* _GIVEN INFORMATION_:
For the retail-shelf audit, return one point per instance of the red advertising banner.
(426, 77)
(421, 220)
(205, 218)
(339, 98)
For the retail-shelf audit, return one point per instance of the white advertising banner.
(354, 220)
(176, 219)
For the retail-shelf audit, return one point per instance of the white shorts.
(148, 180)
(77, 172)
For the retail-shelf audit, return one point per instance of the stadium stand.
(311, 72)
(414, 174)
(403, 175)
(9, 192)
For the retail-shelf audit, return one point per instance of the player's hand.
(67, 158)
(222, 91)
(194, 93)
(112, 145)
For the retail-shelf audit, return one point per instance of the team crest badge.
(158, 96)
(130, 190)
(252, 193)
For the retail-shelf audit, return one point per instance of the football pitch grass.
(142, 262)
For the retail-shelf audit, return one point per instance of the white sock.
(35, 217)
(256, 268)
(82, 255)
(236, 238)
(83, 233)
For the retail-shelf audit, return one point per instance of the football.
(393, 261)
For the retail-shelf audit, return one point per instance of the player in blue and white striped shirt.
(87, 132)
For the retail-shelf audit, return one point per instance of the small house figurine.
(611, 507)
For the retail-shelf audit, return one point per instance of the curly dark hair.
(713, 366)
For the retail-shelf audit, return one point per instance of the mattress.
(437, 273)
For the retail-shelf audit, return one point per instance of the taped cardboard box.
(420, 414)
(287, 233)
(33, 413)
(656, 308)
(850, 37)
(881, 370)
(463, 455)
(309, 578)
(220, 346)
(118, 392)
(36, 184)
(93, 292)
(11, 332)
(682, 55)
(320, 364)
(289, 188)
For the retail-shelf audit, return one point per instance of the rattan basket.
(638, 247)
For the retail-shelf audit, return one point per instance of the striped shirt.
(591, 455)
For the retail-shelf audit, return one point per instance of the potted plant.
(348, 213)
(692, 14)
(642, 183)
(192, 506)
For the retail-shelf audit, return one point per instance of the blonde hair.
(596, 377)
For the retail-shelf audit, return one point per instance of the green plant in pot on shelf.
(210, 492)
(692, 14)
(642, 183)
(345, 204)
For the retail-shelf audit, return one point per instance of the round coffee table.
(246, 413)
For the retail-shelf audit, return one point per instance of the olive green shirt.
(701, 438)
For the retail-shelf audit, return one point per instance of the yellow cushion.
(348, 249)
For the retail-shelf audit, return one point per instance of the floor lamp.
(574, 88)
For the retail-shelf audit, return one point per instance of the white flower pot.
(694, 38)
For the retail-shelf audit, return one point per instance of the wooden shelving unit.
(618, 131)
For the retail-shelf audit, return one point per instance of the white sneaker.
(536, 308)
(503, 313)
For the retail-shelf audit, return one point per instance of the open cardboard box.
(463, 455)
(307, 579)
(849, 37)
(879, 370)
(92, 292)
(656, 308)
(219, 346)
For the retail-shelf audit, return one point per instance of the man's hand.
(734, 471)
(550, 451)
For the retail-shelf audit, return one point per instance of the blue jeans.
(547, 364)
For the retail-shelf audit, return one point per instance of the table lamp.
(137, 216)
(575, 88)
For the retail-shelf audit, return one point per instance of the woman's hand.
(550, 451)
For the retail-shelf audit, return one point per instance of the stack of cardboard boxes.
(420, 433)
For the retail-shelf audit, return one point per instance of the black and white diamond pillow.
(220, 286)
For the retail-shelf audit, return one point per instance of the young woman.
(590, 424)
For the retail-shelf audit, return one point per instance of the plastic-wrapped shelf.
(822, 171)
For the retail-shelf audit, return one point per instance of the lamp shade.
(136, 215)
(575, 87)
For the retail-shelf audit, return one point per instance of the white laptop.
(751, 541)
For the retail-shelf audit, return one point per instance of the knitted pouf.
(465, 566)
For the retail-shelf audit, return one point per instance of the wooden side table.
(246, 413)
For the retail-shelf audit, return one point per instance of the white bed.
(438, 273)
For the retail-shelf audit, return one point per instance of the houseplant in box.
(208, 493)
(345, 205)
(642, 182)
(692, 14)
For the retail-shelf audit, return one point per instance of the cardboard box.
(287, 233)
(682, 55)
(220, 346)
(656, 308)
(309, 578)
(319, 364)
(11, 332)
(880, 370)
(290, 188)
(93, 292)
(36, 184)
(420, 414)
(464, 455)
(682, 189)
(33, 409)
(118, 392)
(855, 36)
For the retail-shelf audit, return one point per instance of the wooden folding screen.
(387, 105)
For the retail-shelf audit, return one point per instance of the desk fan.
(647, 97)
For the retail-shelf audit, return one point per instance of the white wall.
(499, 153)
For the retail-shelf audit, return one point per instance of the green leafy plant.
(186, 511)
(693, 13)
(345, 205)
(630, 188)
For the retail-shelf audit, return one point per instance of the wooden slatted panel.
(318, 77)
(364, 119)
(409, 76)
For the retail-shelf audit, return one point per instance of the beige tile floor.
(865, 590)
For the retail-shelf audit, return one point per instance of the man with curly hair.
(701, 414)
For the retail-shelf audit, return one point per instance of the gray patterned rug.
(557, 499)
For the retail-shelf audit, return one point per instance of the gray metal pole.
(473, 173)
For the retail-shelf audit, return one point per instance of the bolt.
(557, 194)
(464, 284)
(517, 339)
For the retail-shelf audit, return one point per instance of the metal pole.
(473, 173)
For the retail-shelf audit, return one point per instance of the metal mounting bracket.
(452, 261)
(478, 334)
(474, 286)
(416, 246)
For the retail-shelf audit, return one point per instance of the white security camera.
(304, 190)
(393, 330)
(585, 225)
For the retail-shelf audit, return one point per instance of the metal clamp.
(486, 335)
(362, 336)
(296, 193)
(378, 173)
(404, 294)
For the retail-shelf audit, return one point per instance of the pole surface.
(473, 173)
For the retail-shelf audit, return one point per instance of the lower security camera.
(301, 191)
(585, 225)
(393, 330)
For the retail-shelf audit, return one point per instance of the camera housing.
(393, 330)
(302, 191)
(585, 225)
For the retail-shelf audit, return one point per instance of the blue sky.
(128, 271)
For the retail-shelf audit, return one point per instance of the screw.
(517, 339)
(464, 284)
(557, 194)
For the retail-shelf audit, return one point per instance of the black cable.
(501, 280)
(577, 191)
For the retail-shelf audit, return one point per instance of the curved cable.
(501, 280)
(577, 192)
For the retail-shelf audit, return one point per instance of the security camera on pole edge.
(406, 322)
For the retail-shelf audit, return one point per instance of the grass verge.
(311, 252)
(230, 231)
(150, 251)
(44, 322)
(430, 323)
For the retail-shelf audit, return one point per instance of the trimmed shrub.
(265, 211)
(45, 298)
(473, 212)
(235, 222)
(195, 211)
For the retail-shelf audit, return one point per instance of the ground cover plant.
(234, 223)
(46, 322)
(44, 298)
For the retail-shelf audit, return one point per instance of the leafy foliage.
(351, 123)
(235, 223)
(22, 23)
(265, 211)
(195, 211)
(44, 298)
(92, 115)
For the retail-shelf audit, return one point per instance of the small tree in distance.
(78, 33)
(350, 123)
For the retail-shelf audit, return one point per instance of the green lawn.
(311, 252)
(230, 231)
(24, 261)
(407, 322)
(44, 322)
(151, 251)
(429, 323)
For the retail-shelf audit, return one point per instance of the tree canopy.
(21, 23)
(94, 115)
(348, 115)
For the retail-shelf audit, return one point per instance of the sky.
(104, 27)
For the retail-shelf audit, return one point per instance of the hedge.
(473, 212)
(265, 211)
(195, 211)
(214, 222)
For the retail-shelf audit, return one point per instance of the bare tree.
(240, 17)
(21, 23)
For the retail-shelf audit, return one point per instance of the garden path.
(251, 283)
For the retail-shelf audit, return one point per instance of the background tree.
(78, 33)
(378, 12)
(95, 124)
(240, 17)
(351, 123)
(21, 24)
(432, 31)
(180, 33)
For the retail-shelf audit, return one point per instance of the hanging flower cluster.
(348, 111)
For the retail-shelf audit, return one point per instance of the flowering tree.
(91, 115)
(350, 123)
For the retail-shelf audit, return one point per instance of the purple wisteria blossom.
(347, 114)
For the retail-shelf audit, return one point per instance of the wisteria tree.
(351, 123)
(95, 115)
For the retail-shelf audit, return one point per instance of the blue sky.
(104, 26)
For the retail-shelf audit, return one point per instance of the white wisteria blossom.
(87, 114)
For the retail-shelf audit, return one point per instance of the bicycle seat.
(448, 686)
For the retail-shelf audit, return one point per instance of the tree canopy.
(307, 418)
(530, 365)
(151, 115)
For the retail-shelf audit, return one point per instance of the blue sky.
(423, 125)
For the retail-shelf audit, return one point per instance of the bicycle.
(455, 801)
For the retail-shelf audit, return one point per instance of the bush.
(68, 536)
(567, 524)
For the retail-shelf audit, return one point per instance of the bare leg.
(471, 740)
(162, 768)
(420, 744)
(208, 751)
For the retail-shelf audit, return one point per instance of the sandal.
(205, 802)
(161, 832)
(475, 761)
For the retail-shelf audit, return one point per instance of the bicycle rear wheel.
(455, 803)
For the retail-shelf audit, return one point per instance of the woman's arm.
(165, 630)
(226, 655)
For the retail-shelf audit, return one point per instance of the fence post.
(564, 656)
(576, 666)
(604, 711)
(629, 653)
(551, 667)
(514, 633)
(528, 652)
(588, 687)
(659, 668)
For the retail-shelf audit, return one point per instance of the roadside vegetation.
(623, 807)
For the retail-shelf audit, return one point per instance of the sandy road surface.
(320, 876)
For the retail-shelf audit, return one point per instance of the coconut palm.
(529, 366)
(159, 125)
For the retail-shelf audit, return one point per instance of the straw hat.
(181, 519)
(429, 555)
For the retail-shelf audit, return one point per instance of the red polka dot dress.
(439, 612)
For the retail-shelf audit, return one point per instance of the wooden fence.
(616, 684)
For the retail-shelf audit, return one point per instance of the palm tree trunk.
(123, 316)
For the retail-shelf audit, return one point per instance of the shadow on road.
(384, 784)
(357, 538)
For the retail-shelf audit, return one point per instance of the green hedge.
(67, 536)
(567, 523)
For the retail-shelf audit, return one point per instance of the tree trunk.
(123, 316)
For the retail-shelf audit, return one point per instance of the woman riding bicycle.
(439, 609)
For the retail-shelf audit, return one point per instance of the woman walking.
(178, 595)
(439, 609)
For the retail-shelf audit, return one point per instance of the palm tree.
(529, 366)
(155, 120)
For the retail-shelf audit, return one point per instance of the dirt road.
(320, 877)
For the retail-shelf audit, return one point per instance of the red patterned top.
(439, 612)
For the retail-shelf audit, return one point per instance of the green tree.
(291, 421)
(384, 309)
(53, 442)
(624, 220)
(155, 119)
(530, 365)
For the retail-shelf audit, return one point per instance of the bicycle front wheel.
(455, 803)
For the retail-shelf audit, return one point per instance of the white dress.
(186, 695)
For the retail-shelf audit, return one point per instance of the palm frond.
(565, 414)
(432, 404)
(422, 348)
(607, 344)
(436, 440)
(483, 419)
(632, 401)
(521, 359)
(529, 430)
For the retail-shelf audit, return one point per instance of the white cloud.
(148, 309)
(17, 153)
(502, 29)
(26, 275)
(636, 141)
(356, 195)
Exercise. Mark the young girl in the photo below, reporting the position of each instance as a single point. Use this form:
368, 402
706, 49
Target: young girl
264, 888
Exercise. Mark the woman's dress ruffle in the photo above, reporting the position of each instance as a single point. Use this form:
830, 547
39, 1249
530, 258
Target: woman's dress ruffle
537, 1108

* _WORK REQUIRED_:
Repeat exactly the lines from the line containing "the dirt road." through the last line of the records above, including both, and nothing else.

* _RESPONSE_:
For the retail-shelf audit, return one point per instance of the dirt road.
(320, 877)
For the retail-shelf audit, return one point per instance of the red patterned top.
(439, 612)
For the retail-shelf audit, return one point per instance of the green tree.
(291, 421)
(384, 309)
(53, 442)
(624, 220)
(155, 119)
(530, 365)
For the retail-shelf audit, return one point per instance of the bicycle front wheel.
(455, 803)
For the retail-shelf audit, return one point per instance of the white dress.
(186, 695)
For the retail-shelf audit, return one point per instance of the palm frond.
(565, 414)
(432, 404)
(422, 348)
(607, 344)
(436, 440)
(483, 419)
(632, 401)
(521, 359)
(529, 430)
For the retail-shelf audit, return one point per instance of the white cloud.
(148, 309)
(17, 153)
(502, 29)
(26, 275)
(636, 141)
(356, 195)
Exercise. Mark the young girl in the photo below, reporting the position of each instance as a single point. Use this form:
368, 402
706, 49
Target: young girl
264, 888
Exercise. Mark the woman's dress ruffle in the photo above, reporting the position of each instance as a single point. Use this form:
830, 547
39, 1249
530, 258
Target: woman's dress ruffle
537, 1108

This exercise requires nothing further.